## Records to process:

- - - - - - -

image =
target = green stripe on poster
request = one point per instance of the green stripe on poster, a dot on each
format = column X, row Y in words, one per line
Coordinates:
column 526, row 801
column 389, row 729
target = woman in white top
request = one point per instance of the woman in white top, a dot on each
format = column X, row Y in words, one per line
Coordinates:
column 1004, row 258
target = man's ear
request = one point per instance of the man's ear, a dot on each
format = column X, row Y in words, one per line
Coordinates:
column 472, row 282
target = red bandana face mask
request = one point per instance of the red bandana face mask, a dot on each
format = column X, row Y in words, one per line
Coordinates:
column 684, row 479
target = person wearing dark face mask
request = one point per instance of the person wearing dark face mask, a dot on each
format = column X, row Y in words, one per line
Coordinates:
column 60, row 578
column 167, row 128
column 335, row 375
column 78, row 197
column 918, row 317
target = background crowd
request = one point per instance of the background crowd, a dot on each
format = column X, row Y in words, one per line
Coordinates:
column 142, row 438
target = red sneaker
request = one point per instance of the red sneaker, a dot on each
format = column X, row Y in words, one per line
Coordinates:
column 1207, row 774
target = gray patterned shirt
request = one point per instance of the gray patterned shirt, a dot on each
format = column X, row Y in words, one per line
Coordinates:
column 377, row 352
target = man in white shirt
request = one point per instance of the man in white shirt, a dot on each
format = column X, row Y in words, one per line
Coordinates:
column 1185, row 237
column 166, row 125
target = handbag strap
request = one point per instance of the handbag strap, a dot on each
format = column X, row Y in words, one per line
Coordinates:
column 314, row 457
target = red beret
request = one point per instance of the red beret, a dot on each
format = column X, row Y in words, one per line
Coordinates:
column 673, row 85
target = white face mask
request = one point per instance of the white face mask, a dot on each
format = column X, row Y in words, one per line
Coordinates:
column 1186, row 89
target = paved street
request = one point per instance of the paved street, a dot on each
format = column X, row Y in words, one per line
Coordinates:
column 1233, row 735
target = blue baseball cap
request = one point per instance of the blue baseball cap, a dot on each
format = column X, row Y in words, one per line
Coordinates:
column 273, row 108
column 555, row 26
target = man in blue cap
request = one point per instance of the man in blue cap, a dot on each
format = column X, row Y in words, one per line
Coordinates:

- - - - - - -

## Aim:
Copy out the records word for word, beginning with the line containing "target = background crowd" and ending with the line containing "column 166, row 125", both included.

## Expected answer:
target = background crowd
request = one point per instance of the background crowd, a dot on each
format = column X, row Y in words, one per line
Coordinates:
column 142, row 438
target = red sneaker
request = one point per instance of the red sneaker, a dot on each
format = column X, row Y in words, one per line
Coordinates:
column 1207, row 774
target = gray patterned shirt
request = one point per instance of the gray patterned shirt, a dot on each
format = column X, row Y in words, one per line
Coordinates:
column 377, row 352
target = man in white shirt
request = one point per instance of the man in white shirt, a dot on each
format = column X, row Y in words, one per line
Coordinates:
column 1185, row 237
column 166, row 125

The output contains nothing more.